Task statement:
The entries below should be written out again exactly as they stand.

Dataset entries
━━━━━━

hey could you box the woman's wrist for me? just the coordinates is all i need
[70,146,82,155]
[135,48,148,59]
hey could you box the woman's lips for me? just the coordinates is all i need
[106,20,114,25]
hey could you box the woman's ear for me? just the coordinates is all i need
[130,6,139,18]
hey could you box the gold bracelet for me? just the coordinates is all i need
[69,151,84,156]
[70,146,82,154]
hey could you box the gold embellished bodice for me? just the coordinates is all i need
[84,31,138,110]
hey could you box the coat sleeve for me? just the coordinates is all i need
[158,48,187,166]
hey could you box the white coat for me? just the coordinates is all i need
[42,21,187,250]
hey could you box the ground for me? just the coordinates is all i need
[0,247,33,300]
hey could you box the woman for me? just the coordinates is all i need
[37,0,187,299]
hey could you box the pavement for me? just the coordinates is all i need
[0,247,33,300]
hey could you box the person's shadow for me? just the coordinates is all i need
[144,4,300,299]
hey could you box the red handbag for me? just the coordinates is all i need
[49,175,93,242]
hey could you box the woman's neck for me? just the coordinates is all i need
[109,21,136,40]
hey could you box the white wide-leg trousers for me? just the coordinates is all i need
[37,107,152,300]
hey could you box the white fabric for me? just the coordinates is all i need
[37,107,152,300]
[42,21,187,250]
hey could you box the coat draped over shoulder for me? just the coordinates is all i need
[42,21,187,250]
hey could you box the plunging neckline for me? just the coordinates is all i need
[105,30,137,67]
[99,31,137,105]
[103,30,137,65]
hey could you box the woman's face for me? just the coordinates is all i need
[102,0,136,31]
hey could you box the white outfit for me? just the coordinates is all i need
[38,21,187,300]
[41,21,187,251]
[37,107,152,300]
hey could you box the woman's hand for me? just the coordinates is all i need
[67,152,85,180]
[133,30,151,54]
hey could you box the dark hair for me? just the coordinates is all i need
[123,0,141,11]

━━━━━━

Output below:
hey could you box the woman's wrist for me? just the coordinates is all i need
[70,146,82,155]
[135,48,148,59]
hey could you box the woman's lips for me? just the coordinates is all i need
[106,20,114,25]
hey could you box the woman's ear for me? just the coordinates is all i need
[130,6,139,18]
hey could you box the gold bracelet for me? just the coordinates is all i need
[69,151,84,156]
[70,146,82,154]
hey could you box the gold embellished bodice for me? just the coordinates is all i need
[84,31,138,110]
hey could you box the coat sleeve for me? just the coordinates is all i need
[158,48,187,166]
hey could you box the white coat for me? just the coordinates is all i need
[42,21,187,250]
hey could you box the ground for me? just the coordinates is all i need
[0,247,33,300]
hey could you box the woman for me? just the coordinates is all i need
[37,0,187,299]
hey could you box the pavement for me? just the coordinates is all i need
[0,247,33,300]
hey could you box the person's shadow for me? just the coordinates is all i need
[144,4,300,299]
hey could you box the red handbag for me? just the coordinates is all i need
[49,175,93,242]
hey could you box the woman's neck for me? just the coordinates is all i need
[109,21,136,40]
hey could you box the white wide-leg trousers for me? just the coordinates is all i need
[37,107,152,300]
hey could you box the white fabric for me? just the coordinates is all i need
[37,107,152,300]
[42,21,187,250]
hey could you box the coat draped over shoulder for me? just the coordinates is all i need
[42,21,187,250]
hey could you box the plunging neckline for me? just the coordinates is all i need
[105,30,137,67]
[99,31,137,105]
[103,30,137,65]
hey could you box the woman's face for me? just the coordinates is all i need
[102,0,136,31]
hey could you box the white outfit for me? just the coordinates is all i need
[38,21,187,300]
[41,21,187,251]
[37,107,152,300]
hey could you box the woman's hand for me? just the coordinates is all i need
[67,152,85,180]
[133,30,151,54]
hey could you box the dark hair for me? just the coordinates is all i need
[123,0,141,11]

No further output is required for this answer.